**Provided passage:**
start
[
https://issues.apache.org/jira/browse/CASSANDRA-5664?page=com.atlassian.jira.plugin.system.issuetabpanels:all-tabpanel
]
Sylvain Lebresne updated CASSANDRA-5664:
----------------------------------------
Attachment: 0002-Avoid-copy-when-compressing-native-protocol-frames.txt
0001-Rewrite-encoding-methods.txt
Thanks for the remarks. And while I don't disagree with those, it seems to me
that they all require a bit more investigation work to see whether they are
worth the trouble, and while we should certainly do this additional work at
some point, I think the patches here do improve the cleanness of the current
serialization code enough that I'd rather leave those to a follow up and commit
this now (provided we agree that the patches are already an improvement on the
status quo). So attaching rebased patches but so far they are just rebased,
nothing more.
But to address the observations more precisely:
bq. There's quite a bit of string encoding and object serialization going on in
some of the encodedSize() methods. This means that strings/objects will be
encoded/serialized twice.
True. For strings, while I'm far from being an expert in unicode encodings and
charsets, I'm not sure how one could compute the size of the result of UTF8
encoding without doing the actual encoding. Of course, the current
CBUtil.sizeOfString does an array allocation which in theory could be avoided,
but I'm not aware of a method that return the size of an encoded string without
encoding it (and I'm certainly not writing one manually). So I'm open to
suggestions, but I doubt this is much of a bottleneck in practice (see below
for more on that) so... As for "object serialization" (that are not strings),
I'm not totally sure which ones you are referring to exactly but I don't see
anything that looks like a great waste of effort.
bq. byte[] allocation and copying in encode() should be possible to avoid when
serializing strings by careful use of ChannelBuffer.toByteBuffer(),
CharBuffer.wrap() and CharsetEncoder.encode().
You're probably right, but I believe that means assuming (correct me if I'm
wrong) that the result of ChannelBuffer.toByteBuffer() *will* share content
with the ChannelBuffer it is called on, which is not guaranteed by that API.
end
**Raw data:**
start
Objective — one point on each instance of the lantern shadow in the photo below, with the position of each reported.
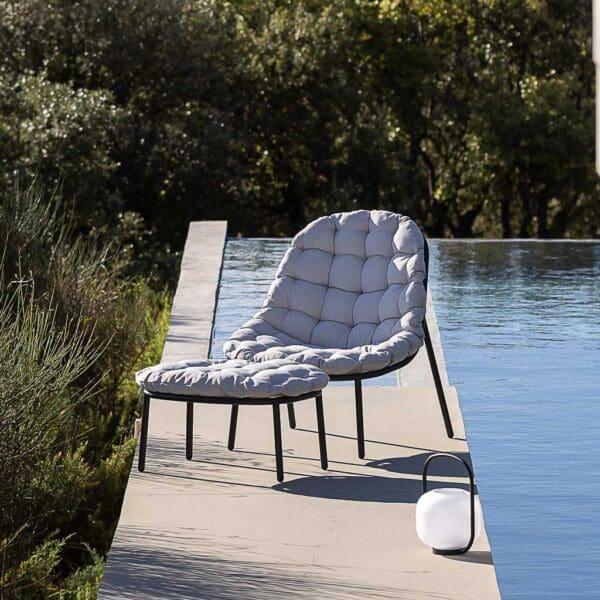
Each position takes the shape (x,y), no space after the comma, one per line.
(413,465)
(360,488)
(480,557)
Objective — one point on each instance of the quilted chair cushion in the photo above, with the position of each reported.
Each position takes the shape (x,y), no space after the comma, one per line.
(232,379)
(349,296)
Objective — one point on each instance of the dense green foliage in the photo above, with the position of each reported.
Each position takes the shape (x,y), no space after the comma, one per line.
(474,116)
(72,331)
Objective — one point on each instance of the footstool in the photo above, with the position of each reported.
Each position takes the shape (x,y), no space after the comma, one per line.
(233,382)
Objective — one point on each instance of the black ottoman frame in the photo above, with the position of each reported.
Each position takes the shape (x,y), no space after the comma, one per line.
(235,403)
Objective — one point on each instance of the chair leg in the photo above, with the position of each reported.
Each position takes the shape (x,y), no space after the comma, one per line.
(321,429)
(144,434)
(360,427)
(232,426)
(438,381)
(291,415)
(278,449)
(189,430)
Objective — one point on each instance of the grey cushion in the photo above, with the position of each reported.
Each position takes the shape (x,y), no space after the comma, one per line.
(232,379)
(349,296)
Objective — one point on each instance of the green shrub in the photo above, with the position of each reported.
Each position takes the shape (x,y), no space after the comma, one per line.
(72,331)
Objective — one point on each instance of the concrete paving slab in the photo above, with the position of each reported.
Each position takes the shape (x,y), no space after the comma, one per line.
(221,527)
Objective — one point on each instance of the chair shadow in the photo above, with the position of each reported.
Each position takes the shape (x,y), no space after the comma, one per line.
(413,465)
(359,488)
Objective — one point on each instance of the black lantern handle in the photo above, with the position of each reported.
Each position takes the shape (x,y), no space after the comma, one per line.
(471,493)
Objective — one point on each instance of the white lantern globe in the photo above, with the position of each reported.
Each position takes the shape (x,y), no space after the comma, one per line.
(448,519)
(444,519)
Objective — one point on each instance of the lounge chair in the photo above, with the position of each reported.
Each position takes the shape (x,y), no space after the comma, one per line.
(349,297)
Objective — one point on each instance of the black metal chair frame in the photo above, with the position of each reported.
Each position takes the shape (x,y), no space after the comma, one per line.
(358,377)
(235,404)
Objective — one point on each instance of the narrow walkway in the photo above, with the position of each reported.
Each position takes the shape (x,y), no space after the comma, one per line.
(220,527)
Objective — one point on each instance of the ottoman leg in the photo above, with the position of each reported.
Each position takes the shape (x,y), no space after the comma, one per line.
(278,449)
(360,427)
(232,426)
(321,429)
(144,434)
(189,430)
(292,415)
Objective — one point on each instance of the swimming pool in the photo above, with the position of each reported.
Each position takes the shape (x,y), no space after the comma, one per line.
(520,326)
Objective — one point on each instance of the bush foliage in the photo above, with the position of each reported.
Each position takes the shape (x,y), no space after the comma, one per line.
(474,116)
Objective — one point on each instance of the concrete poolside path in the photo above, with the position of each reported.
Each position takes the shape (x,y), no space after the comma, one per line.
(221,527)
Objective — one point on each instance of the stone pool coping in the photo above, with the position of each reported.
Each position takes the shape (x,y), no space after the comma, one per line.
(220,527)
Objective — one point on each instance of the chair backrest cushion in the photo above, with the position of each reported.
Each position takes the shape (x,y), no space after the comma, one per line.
end
start
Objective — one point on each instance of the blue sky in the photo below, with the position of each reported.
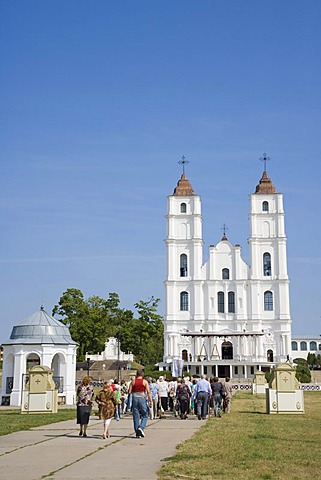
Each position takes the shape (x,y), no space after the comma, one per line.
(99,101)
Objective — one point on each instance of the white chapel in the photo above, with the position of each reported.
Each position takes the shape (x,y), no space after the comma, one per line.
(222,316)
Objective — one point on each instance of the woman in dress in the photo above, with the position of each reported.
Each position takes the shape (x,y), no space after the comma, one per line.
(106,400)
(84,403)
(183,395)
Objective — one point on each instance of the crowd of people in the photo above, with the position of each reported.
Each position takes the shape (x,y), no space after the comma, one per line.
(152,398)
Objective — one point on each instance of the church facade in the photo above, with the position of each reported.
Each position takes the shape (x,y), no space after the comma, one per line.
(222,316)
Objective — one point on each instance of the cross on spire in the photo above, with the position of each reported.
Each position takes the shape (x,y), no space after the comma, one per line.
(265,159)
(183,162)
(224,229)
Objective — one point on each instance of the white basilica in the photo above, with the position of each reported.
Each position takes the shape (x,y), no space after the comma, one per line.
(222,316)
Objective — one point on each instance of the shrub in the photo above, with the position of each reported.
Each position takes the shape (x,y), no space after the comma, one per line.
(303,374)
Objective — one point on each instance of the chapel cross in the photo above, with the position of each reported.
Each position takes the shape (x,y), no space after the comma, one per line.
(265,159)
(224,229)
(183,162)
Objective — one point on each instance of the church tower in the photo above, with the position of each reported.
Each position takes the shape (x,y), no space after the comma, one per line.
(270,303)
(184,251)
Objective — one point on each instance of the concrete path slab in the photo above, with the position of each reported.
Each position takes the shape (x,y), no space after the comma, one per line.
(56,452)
end
start
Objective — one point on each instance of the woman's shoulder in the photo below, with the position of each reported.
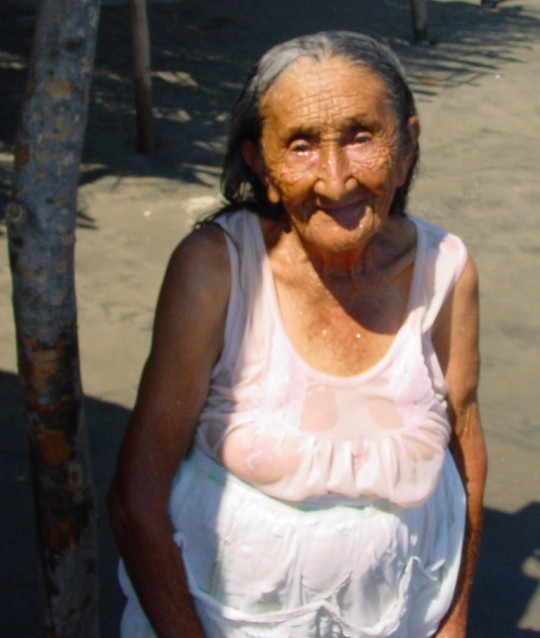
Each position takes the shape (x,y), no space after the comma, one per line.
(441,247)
end
**Stated problem 1:** In the CASSANDRA-5664 comment, what does the current CBUtil.sizeOfString do that could in theory be avoided?
**Stated problem 2:** Proceed with the CASSANDRA-5664 comment, writing on from its last sentence.
The rows play no part here and can be left aside.

**Exercise answer 1:** It does an array allocation.

**Exercise answer 2:**
And while it is true that as of this patch we only call CBUtil.writeString() on
ChannelBuffer for which this will be true, it bothers me to rely on it as this
could easily break in a very hard to notice way in the future. Furthermore, I'm
reasonably confident that this doesn't really matter in practice (performance
wise) since if you use prepared statement (which you should if you care about
performance) and with the optimization of the v2 protocol of not returning
metadata in the result set for said prepared statement, I don't think there's
any string serialization going on in the hot path.
bq. It might be worth investigating if the code duplication in encode() and
encodedSize() can be eliminated
It does is worth the investigation. But we already do similar code duplication
for other serialization code (namely IVersionedSerializer stuffs). So given
the patch is already written and since, as said above, I'm pretty convinced
this does already is better than the status quo, I'd rather left such
refactoring to a latter ticket that could consider cleaning up all existing
serialization code (though on a personal level, that particular code
duplication from IVersionedSerializer has never bothered me much in practice so
I don't see fixing it a priority).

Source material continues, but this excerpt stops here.